In patients with peripheral arterial thrombotic occlusions, intra-arterial administration of catheter-directed reteplase 0.25 U/h infused for a mean ≈29 hours was associated with thrombolytic success in 84% of procedures. The benefit of adding abciximab (0.25 mg/kg bolus, then 0.125 μg/kg/min [maximum 10 μg/min] as a 12-hour infusion) to a reteplase regimen (0.1–1.0 U/h) for peripheral vessel occlusions was demonstrated in the RELAX trial by rates of complete thrombolysis of 50–80% versus 16–50% with reteplase alone, and shorter median infusion times (17–28 hours vs 22.5–42 hours). The combination of reteplase with abciximab had similar recanalization rates to those of urokinase with abciximab (each combination administered as an intra-arterial, catheter-directed pulsed spray), but the mean infusion time was longer with the reteplase combination (APART trial).

» **Record extracts**:
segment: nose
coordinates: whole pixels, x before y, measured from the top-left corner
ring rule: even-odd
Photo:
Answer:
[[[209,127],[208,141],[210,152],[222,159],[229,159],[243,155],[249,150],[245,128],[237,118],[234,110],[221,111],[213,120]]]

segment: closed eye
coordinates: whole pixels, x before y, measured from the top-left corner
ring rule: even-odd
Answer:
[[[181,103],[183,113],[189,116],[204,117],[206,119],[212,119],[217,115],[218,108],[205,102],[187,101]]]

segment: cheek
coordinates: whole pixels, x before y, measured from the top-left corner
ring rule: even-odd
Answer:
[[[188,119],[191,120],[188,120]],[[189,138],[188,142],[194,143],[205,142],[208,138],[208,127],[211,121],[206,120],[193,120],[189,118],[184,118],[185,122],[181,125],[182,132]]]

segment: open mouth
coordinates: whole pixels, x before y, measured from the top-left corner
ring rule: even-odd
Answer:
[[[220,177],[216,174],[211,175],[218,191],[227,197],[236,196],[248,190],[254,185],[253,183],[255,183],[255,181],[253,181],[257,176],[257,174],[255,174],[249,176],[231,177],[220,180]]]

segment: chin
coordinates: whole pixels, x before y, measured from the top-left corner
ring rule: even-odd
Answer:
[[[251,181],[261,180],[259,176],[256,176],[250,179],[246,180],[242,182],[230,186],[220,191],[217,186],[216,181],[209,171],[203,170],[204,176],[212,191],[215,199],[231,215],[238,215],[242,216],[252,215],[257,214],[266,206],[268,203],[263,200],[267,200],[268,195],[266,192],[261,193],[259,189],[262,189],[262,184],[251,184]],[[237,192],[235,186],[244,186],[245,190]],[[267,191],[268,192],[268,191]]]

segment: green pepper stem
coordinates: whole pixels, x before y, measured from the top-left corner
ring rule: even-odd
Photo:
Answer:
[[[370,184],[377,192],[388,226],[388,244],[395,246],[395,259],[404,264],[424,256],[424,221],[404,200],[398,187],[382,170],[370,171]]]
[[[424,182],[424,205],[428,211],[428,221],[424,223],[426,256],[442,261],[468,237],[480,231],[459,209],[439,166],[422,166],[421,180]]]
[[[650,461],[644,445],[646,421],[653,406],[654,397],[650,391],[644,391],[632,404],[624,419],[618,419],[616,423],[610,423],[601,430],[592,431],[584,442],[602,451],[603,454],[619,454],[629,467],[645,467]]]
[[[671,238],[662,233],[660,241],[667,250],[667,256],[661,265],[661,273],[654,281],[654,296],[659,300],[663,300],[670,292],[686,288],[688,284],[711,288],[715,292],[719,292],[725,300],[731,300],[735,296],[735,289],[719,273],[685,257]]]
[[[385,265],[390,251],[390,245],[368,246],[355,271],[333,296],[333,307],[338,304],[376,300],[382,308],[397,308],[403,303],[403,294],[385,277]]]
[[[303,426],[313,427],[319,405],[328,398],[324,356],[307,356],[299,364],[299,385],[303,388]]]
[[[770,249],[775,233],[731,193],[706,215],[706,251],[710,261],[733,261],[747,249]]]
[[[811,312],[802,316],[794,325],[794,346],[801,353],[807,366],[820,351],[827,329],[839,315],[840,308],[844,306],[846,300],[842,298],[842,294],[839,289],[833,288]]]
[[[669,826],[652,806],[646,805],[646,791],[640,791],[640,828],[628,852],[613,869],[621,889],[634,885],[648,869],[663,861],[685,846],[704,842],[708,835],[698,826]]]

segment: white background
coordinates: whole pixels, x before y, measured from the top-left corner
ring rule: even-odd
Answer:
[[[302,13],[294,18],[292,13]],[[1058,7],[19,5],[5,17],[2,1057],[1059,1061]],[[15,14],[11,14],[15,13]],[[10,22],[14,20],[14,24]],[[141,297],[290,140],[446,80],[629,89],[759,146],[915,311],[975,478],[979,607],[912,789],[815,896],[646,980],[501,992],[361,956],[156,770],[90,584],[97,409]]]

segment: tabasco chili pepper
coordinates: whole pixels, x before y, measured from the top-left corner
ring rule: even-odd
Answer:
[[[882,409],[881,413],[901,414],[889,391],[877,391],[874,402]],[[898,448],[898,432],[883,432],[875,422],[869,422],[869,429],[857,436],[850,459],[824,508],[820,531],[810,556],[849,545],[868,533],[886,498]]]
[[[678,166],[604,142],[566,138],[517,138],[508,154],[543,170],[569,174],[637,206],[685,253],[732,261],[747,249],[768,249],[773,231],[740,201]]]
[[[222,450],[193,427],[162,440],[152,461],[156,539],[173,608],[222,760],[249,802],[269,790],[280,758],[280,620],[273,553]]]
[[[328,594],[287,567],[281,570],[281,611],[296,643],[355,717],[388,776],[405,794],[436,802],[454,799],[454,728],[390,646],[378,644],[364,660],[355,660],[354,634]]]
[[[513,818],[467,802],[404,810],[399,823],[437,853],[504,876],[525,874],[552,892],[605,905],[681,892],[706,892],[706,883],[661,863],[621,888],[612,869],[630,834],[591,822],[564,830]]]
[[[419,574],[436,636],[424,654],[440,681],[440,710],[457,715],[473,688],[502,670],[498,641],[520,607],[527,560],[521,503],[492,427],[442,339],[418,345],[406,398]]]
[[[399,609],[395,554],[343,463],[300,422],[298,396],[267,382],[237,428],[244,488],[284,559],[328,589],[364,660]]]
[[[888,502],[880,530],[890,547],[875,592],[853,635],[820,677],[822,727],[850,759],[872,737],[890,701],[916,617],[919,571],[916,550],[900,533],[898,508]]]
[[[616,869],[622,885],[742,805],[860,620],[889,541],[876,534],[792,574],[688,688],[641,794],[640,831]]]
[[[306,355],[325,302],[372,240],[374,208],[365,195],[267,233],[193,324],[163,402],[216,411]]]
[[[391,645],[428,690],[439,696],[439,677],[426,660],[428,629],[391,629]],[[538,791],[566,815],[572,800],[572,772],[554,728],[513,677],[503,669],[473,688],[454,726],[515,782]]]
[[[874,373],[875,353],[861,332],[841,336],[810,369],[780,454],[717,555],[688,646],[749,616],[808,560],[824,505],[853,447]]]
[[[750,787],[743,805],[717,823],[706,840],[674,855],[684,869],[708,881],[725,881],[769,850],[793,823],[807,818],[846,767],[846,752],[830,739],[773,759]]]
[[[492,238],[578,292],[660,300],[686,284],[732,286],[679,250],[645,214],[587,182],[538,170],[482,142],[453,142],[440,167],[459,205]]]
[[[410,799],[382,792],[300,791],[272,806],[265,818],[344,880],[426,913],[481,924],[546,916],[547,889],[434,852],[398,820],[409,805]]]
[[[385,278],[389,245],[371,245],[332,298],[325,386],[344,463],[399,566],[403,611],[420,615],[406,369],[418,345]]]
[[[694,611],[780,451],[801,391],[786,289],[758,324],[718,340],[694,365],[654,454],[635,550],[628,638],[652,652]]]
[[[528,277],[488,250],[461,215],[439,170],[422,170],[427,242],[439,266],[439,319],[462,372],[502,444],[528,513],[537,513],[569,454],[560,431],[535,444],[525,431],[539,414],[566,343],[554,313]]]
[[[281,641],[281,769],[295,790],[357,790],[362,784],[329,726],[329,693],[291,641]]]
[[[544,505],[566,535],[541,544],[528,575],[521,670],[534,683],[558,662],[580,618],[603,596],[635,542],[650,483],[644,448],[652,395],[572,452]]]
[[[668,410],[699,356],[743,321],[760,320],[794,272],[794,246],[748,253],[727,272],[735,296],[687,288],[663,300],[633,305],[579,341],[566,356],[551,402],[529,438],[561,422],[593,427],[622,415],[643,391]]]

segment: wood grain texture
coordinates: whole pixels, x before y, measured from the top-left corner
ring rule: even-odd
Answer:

» **Assigned task**: Write out the full passage on reteplase for peripheral arterial occlusions word for word.

» **Finished exercise**:
In patients with peripheral arterial thrombotic occlusions, intra-arterial administration of catheter-directed reteplase 0.25 U/h infused for a mean ≈29 hours was associated with thrombolytic success in 84% of procedures. The benefit of adding abciximab (0.25 mg/kg bolus, then 0.125 μg/kg/min [maximum 10 μg/min] as a 12-hour infusion) to a reteplase regimen (0.1–1.0 U/h) for peripheral vessel occlusions was demonstrated in the RELAX trial by rates of complete thrombolysis of 50–80% versus 16–50% with reteplase alone, and shorter median infusion times (17–28 hours vs 22.5–42 hours). The combination of reteplase with abciximab had similar recanalization rates to those of urokinase with abciximab (each combination administered as an intra-arterial, catheter-directed pulsed spray), but the mean infusion time was longer with the reteplase combination (APART trial).